(DIRECTIONS FOR THIS TASK) Name every fashion brand that the Milan travel passage below lists among the stores in the Galleria Vittorio Emanuele II.

(SOURCE PASSAGE)
* * * *
The lines to enter the church can sometimes be extremely long, so book your ticket in advance. Inside the cathedral, the 52 giant pillars hold up an extremely high vaulted ceiling, and the church is lit from all sides by the beautiful stained glass windows, creating a Gothic setting. You can go up on the rooftop to admire stunning views over the city.
Galleria Vittorio Emanuele II
The square outside the Duomo is the Piazza del Duomo – Milan’s cultural and social heart. It has a lively atmosphere where people meet up and chat while drinking coffee or eating gelato from the nearby shops. On the left side of the Duomo is another splendid building with a very impressive entrance arch that leads into the northern arcades. This is the Galleria Vittorio Emanuele II, named after the first king of Italy, which opened in 1867. This is the place to go for the best of Italy’s haute couture designs, and is the oldest enclosed shopping mall in the world.
The architecture of this palace of a mall is spectacular, with its steel and blue glassed vaulted ceilings, intricate mosaic flooring, and a towering, magnificent central dome. The galleria itself has a floor plan in the shape of a Latin cross, with an octagonal center adorned with mosaics. This is one of the most glamorous shopping arcades in the world and has top fashion and department stores that include Louis Vuitton, Versace, Gucci, and Prada. Though I was dazzled with the uber-chic name brand suits and designer apparel, I had to content myself with plain window shopping.
From Piazza del Duomo, my friend Julius and I bought several scoops of gelato while strolling down Via Dante on our way to the Sforzesco Castle. It is a medieval castle and fortress built in the 14th century that became a showcase of power and prestige of the ruling elite of Milan during the Renaissance. Today, the castle is home to the Musei del Castello. The most famous artifact is the Pietà Rondanini, Michelangelo’s last sculpture that he left unfinished. If one has time which we did not have, head to the Church of Santa Maria della Grazie where you can appreciate Leonardo da Vinci’s masterpiece “The Last Supper”. We later headed back with our tour group to our hotel in Lake Maggiore.
* * * *
(SUPPLIED INFORMATION)

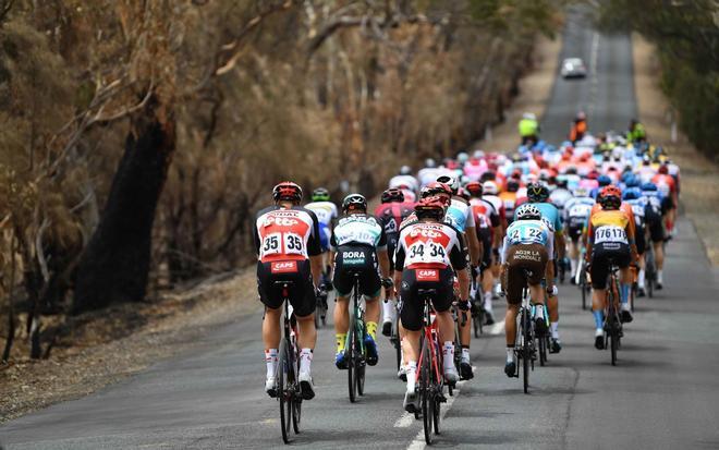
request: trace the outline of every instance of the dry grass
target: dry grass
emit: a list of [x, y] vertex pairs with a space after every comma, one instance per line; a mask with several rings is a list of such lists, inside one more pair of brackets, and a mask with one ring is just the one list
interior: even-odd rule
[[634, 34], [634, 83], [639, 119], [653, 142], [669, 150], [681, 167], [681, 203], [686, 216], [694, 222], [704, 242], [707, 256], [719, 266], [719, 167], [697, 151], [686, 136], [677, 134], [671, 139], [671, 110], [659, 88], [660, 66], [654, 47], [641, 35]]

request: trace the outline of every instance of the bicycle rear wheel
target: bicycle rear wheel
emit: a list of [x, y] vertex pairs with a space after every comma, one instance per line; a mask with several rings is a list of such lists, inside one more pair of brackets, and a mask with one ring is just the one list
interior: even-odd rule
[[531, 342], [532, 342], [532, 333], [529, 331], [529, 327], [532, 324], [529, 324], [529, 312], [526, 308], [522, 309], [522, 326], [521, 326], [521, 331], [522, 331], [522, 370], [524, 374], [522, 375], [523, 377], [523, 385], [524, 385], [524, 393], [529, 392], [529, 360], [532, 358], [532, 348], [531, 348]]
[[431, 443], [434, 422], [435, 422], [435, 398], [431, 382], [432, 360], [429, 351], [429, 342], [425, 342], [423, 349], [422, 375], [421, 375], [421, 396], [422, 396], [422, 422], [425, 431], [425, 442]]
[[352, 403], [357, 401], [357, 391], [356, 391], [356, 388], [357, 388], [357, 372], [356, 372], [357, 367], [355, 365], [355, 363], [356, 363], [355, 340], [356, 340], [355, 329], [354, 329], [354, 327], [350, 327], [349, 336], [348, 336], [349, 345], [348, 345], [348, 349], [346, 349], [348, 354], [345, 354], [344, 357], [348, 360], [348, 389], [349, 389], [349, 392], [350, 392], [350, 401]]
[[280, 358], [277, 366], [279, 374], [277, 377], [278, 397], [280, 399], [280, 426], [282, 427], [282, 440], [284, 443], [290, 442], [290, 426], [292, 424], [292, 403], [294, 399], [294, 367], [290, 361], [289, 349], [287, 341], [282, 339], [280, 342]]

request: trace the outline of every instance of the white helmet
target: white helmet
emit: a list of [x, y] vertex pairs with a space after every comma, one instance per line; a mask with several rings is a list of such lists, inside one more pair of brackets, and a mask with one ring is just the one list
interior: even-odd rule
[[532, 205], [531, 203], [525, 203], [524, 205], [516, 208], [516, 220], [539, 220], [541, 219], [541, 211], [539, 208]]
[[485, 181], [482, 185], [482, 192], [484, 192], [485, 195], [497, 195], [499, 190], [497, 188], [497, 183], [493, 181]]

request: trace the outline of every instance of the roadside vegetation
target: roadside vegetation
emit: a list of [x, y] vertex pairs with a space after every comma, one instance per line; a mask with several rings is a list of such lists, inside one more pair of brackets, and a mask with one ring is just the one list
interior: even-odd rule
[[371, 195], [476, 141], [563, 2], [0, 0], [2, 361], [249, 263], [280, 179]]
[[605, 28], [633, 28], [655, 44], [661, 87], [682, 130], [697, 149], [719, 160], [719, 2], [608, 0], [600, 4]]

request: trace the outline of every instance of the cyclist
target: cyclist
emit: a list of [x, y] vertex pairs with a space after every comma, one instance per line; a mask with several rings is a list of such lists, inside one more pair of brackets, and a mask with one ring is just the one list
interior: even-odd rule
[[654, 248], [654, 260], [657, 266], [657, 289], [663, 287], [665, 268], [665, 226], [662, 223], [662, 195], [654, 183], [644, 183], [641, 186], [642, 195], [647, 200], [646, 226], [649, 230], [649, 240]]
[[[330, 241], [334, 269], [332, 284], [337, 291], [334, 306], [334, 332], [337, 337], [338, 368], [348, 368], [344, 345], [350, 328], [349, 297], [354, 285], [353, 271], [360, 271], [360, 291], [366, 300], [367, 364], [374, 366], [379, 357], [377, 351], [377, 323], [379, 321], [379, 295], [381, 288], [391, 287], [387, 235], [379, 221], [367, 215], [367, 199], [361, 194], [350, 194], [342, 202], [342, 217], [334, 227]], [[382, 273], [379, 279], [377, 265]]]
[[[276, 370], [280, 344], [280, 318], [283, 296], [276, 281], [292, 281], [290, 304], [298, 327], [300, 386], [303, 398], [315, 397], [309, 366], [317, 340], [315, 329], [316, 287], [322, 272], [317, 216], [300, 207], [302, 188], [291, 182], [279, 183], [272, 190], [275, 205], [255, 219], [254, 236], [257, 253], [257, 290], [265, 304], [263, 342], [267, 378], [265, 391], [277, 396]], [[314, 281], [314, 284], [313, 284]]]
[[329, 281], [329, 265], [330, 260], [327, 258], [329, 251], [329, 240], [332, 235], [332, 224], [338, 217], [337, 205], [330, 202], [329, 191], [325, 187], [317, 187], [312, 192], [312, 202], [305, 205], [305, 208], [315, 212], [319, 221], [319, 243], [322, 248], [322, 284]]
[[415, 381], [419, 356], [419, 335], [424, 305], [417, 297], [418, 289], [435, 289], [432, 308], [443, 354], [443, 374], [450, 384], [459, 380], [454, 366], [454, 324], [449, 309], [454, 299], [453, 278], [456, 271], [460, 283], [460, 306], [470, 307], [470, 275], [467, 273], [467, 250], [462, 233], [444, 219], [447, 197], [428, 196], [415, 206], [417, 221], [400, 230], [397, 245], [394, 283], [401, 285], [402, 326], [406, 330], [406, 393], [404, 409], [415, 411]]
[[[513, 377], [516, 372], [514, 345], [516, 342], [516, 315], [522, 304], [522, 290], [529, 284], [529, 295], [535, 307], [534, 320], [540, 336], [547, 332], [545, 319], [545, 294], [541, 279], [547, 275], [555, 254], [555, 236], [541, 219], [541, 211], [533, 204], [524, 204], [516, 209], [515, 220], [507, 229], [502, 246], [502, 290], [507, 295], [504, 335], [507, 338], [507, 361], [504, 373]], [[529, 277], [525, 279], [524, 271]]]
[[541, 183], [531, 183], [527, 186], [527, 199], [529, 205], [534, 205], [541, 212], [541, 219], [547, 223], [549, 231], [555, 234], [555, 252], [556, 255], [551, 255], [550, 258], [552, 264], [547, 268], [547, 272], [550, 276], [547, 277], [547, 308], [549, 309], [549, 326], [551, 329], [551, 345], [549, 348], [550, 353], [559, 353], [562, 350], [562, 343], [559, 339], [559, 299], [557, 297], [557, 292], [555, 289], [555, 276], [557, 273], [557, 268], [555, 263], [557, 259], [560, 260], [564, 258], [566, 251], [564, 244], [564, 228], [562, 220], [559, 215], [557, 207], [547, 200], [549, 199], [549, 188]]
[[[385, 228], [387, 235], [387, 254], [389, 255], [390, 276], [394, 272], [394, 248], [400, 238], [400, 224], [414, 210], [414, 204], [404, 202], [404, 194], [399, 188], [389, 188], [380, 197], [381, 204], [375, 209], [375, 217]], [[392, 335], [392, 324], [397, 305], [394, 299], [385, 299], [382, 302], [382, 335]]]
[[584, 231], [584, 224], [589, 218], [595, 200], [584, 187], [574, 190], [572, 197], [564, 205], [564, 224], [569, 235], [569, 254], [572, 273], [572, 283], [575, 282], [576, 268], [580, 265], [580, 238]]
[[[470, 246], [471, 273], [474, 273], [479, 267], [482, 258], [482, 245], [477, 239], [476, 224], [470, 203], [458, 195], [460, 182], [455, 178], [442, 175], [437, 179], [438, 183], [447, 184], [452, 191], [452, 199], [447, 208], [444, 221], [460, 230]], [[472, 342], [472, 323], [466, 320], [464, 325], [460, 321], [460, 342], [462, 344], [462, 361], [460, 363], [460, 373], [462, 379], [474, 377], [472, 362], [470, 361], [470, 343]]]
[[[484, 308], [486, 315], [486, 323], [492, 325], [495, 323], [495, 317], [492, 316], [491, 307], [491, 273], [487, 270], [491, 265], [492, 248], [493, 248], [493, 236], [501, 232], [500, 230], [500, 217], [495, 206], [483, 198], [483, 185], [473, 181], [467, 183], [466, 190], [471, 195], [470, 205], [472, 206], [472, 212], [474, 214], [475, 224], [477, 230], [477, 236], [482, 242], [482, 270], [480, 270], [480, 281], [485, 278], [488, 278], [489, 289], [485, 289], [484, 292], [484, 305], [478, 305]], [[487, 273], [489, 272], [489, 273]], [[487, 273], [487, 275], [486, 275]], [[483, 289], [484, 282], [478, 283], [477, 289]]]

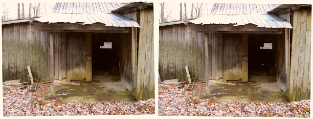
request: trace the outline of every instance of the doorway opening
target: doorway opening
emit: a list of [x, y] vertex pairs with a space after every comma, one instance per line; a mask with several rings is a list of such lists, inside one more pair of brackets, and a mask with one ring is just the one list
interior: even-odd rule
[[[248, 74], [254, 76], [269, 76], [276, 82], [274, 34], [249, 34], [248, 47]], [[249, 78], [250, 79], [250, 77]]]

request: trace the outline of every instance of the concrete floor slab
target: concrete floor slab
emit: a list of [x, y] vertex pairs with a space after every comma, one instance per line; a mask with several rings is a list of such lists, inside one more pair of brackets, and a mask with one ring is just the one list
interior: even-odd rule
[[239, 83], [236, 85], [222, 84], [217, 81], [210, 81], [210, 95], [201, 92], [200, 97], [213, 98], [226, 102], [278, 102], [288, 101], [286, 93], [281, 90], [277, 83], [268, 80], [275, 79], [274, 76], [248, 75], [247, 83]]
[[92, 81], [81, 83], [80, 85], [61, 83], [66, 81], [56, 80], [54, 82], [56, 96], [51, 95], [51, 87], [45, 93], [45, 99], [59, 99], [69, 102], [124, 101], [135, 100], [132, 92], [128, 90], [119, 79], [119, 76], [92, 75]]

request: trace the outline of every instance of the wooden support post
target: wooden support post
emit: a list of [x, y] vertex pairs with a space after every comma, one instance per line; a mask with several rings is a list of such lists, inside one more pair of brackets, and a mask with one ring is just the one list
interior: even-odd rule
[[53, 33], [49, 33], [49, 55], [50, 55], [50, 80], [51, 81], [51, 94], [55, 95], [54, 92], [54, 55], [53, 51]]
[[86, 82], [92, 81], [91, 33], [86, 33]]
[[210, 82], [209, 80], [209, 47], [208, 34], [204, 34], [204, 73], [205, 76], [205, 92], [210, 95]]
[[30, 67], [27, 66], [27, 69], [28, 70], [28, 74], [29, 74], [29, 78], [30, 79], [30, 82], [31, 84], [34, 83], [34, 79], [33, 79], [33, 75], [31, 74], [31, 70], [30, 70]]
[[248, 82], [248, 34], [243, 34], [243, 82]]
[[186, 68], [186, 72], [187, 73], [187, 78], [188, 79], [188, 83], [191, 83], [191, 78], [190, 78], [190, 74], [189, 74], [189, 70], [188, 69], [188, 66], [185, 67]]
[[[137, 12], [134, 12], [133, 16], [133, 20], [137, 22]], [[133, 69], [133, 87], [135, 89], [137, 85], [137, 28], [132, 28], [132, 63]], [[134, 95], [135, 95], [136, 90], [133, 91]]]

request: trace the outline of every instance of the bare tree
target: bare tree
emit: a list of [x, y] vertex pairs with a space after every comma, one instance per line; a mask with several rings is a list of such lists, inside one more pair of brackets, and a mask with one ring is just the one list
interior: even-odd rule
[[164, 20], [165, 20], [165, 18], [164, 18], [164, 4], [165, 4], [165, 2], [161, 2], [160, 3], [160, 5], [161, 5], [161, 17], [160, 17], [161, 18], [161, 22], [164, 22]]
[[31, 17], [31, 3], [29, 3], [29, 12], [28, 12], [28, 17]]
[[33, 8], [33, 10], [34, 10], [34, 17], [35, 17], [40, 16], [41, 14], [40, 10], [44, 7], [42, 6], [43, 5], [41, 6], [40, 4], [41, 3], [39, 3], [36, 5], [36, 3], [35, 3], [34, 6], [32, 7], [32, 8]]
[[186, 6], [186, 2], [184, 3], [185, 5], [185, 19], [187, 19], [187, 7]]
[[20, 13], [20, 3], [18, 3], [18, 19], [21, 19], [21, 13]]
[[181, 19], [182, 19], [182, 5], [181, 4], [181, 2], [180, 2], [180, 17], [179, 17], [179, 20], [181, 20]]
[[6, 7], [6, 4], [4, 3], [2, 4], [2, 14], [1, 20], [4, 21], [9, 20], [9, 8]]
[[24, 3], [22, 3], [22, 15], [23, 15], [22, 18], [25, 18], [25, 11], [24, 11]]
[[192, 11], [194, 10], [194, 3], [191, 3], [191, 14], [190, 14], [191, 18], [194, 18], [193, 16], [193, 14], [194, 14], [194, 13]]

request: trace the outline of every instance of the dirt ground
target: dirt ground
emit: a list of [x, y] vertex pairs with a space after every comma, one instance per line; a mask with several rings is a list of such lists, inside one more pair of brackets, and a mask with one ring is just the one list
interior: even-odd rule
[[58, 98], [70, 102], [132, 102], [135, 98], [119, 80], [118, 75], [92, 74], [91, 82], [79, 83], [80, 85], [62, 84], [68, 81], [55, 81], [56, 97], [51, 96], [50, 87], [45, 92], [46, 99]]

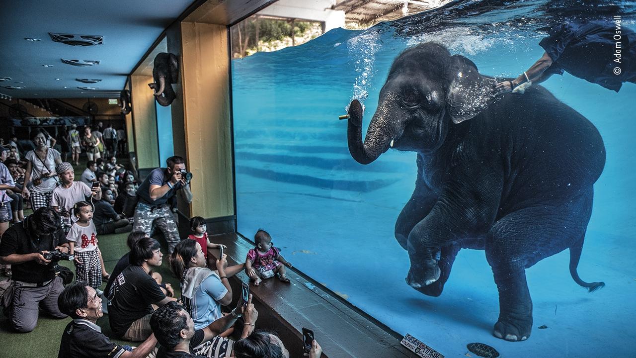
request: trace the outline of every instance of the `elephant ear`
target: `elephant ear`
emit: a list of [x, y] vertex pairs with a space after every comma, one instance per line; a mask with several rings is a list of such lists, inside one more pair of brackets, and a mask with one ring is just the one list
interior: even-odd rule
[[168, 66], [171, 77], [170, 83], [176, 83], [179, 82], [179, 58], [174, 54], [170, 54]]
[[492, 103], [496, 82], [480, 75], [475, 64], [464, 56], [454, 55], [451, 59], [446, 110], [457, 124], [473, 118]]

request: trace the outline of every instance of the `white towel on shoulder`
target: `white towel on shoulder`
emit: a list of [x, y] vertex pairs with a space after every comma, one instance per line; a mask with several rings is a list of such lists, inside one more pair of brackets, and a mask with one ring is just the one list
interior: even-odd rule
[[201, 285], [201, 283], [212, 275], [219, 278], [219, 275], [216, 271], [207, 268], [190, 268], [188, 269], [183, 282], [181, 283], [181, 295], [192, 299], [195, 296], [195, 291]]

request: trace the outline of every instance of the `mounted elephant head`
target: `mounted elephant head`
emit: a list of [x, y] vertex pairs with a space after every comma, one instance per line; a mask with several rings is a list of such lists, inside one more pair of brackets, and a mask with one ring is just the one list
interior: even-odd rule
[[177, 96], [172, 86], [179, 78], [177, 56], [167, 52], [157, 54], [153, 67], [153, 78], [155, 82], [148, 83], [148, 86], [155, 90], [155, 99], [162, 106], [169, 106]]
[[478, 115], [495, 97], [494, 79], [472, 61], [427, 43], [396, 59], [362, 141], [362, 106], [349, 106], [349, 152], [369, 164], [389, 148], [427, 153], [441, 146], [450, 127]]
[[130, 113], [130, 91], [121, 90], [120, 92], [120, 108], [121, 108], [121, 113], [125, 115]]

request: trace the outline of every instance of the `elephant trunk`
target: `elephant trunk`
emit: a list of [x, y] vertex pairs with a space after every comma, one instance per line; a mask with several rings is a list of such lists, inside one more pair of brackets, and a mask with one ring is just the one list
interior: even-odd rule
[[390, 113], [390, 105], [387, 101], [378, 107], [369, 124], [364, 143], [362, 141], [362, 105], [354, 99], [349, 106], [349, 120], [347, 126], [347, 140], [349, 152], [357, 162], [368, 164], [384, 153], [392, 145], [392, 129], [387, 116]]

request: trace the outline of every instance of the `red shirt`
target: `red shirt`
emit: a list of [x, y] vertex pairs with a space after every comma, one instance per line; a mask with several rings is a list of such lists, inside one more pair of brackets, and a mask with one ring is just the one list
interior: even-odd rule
* * * *
(EXERCISE ANSWER) Louis Vuitton, Versace, Gucci, and Prada.